# Paradigm Monitor 11v6



## phreak (Aug 16, 2010)

I've had these speakers 1.5 years now and loved them from day one. This week I was at home sick with the only upside being that I got to enjoy my HT on my terms at my volume with no WAF to consider. When I got tired of watching movies (never before realized it was possible) I turned to music and cranked it up to +10dB. Loved it. After a while I thought that my pair of Sub12's were blending with the towers quite nicely. Kept listening for an hour with eyes closed, letting it all sink in with my eclectic library on random. When I opened my eyes I noticed the lights were out on my subs. Checked the receiver display, Pure was engaged. Switched to Stereo, subs came on. Barely perceptible difference on most tracks. Proving 2 things to me. 1) PBK and Audessey MultEQ worked their magic to integrate the towers and subs seamlessly 2) I love my towers.


----------



## Homethrstud (May 28, 2011)

Yea it's to bad they discontinued them and went the way they did. I has to order my last set of surrounds last week because they are now discontinued. I was afraid I was to late to get them but they had a few left. I heard the V7 is now produced in China. I hope I'm wrong about that!!


----------



## Homethrstud (May 28, 2011)

Requirement 1: From the Paradigm Monitor 11v6 thread, pull out the text between "Yea it's to" and "wrong about that!!", inclusive.
Requirement 2: Continue the Paradigm Monitor 11v6 thread from the point where it stops.
The material after the Paradigm Monitor 11v6 thread isn't needed.

Box-labeled dataset excerpts:
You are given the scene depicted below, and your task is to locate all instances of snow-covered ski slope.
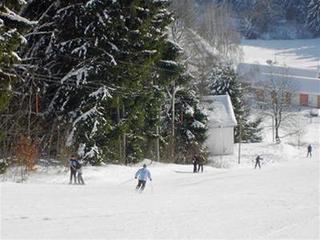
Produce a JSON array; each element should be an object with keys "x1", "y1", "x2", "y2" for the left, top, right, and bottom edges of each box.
[
  {"x1": 241, "y1": 38, "x2": 320, "y2": 71},
  {"x1": 0, "y1": 115, "x2": 320, "y2": 239}
]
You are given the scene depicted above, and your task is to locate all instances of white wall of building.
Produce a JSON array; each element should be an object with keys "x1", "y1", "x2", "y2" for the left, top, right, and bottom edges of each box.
[{"x1": 207, "y1": 127, "x2": 234, "y2": 155}]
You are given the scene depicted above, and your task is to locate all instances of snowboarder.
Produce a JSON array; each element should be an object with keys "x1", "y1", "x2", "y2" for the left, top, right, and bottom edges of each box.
[
  {"x1": 192, "y1": 155, "x2": 198, "y2": 172},
  {"x1": 69, "y1": 155, "x2": 78, "y2": 184},
  {"x1": 307, "y1": 144, "x2": 312, "y2": 157},
  {"x1": 198, "y1": 155, "x2": 204, "y2": 172},
  {"x1": 254, "y1": 155, "x2": 263, "y2": 169},
  {"x1": 134, "y1": 164, "x2": 152, "y2": 192},
  {"x1": 77, "y1": 161, "x2": 84, "y2": 185}
]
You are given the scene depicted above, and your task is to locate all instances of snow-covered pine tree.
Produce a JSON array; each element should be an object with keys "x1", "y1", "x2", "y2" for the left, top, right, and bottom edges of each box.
[
  {"x1": 208, "y1": 65, "x2": 262, "y2": 142},
  {"x1": 0, "y1": 0, "x2": 35, "y2": 110},
  {"x1": 158, "y1": 41, "x2": 207, "y2": 163},
  {"x1": 307, "y1": 0, "x2": 320, "y2": 36},
  {"x1": 0, "y1": 0, "x2": 35, "y2": 156},
  {"x1": 20, "y1": 0, "x2": 178, "y2": 164}
]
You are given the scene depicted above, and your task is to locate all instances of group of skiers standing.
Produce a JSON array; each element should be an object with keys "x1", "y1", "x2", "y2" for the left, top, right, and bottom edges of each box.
[
  {"x1": 69, "y1": 145, "x2": 312, "y2": 192},
  {"x1": 69, "y1": 155, "x2": 84, "y2": 184},
  {"x1": 192, "y1": 154, "x2": 204, "y2": 173}
]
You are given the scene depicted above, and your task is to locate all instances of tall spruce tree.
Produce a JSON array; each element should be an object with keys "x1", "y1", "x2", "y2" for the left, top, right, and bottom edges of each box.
[
  {"x1": 21, "y1": 0, "x2": 184, "y2": 164},
  {"x1": 0, "y1": 0, "x2": 35, "y2": 146},
  {"x1": 208, "y1": 65, "x2": 262, "y2": 142},
  {"x1": 307, "y1": 0, "x2": 320, "y2": 36},
  {"x1": 0, "y1": 0, "x2": 34, "y2": 110},
  {"x1": 158, "y1": 41, "x2": 207, "y2": 163}
]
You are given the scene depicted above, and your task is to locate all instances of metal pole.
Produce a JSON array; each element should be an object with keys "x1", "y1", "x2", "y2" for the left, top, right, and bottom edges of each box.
[
  {"x1": 238, "y1": 118, "x2": 242, "y2": 164},
  {"x1": 271, "y1": 116, "x2": 274, "y2": 142}
]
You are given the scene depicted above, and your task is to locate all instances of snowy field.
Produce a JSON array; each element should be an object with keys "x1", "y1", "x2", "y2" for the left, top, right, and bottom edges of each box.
[
  {"x1": 1, "y1": 111, "x2": 320, "y2": 239},
  {"x1": 241, "y1": 38, "x2": 320, "y2": 71}
]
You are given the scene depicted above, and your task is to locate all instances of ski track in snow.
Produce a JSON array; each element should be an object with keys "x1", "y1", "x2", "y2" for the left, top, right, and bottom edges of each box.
[{"x1": 0, "y1": 113, "x2": 320, "y2": 239}]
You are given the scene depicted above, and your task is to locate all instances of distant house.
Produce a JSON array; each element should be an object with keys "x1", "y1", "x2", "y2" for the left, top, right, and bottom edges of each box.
[
  {"x1": 202, "y1": 95, "x2": 237, "y2": 155},
  {"x1": 237, "y1": 63, "x2": 320, "y2": 108}
]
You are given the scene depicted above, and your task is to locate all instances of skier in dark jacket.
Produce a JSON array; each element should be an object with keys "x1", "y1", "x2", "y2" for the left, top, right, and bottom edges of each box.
[
  {"x1": 69, "y1": 155, "x2": 78, "y2": 184},
  {"x1": 76, "y1": 162, "x2": 84, "y2": 185},
  {"x1": 134, "y1": 164, "x2": 152, "y2": 192},
  {"x1": 192, "y1": 155, "x2": 198, "y2": 172},
  {"x1": 198, "y1": 155, "x2": 204, "y2": 172},
  {"x1": 254, "y1": 155, "x2": 263, "y2": 169},
  {"x1": 307, "y1": 144, "x2": 312, "y2": 157}
]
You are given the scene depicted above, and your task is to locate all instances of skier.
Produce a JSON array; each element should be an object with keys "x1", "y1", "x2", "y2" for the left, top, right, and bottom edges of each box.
[
  {"x1": 69, "y1": 155, "x2": 77, "y2": 184},
  {"x1": 254, "y1": 155, "x2": 263, "y2": 169},
  {"x1": 254, "y1": 155, "x2": 263, "y2": 169},
  {"x1": 307, "y1": 144, "x2": 312, "y2": 157},
  {"x1": 134, "y1": 164, "x2": 152, "y2": 192},
  {"x1": 198, "y1": 155, "x2": 204, "y2": 172},
  {"x1": 192, "y1": 155, "x2": 198, "y2": 172},
  {"x1": 77, "y1": 161, "x2": 84, "y2": 185}
]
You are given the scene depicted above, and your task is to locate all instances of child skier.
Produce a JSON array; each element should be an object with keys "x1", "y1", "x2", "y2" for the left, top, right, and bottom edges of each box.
[
  {"x1": 307, "y1": 144, "x2": 312, "y2": 157},
  {"x1": 254, "y1": 155, "x2": 263, "y2": 169},
  {"x1": 134, "y1": 164, "x2": 152, "y2": 192},
  {"x1": 69, "y1": 155, "x2": 77, "y2": 184},
  {"x1": 77, "y1": 162, "x2": 84, "y2": 185}
]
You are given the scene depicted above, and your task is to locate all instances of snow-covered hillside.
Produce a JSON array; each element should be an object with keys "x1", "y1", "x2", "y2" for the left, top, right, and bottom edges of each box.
[
  {"x1": 241, "y1": 38, "x2": 320, "y2": 71},
  {"x1": 1, "y1": 110, "x2": 320, "y2": 239}
]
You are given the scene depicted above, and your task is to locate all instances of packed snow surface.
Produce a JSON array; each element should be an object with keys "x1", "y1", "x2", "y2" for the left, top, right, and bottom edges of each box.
[
  {"x1": 241, "y1": 38, "x2": 320, "y2": 71},
  {"x1": 1, "y1": 110, "x2": 320, "y2": 239}
]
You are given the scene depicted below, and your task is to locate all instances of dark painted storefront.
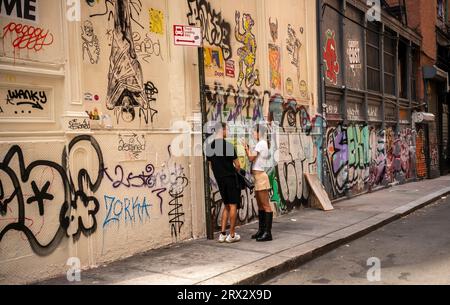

Expected output 1:
Yea it's to bad they discontinued them and went the way they did. I has to order my last set of surrounds last week because they are now discontinued. I was afraid I was to late to get them but they had a few left. I heard the V7 is now produced in China. I hope I'm wrong about that!!

Expected output 2:
Homethrstud said:


> Yea it's to bad they discontinued them and went the way they did. I has to order my last set of surrounds last week because they are now discontinued. I was afraid I was to late to get them but they had a few left. I heard the V7 is now produced in China. I hope I'm wrong about that!!


I have the CC-390 Monitor 11 and ADP-390's and love them by the way.


----------



## bambino (Feb 21, 2010)

That is a fact the series 7's are made in china now as most products are. The Monitor 11v.6 is truly an awesome speaker with hardly the need for a sub. I say if you can still get them, get them before they are gone.:T


----------



## Homethrstud (May 28, 2011)

bambino said:


> That is a fact the series 7's are made in china now as most products are. The Monitor 11v.6 is truly an awesome speaker with hardly the need for a sub. I say if you can still get them, get them before they are gone.:T


I have them I just needed another set to make my system 7.1. It's a shame they are making their speakers in china now "land of the ". I will NEVER buy the version 7 or any speaker made in China.


----------



## phreak (Aug 16, 2010)

Paradigm has been having boxes built in china for a few years now, but all other components and assembly were done in Ontario. Has this changed?


----------



## bambino (Feb 21, 2010)

From my understanding it is just the new Series7's that are assembeld in China. That is a fact though that Paradigm has had there enclosures fabbed in china for some time now.:T


----------



## Homethrstud (May 28, 2011)

Yea but on their web site it says made in North America, yea !!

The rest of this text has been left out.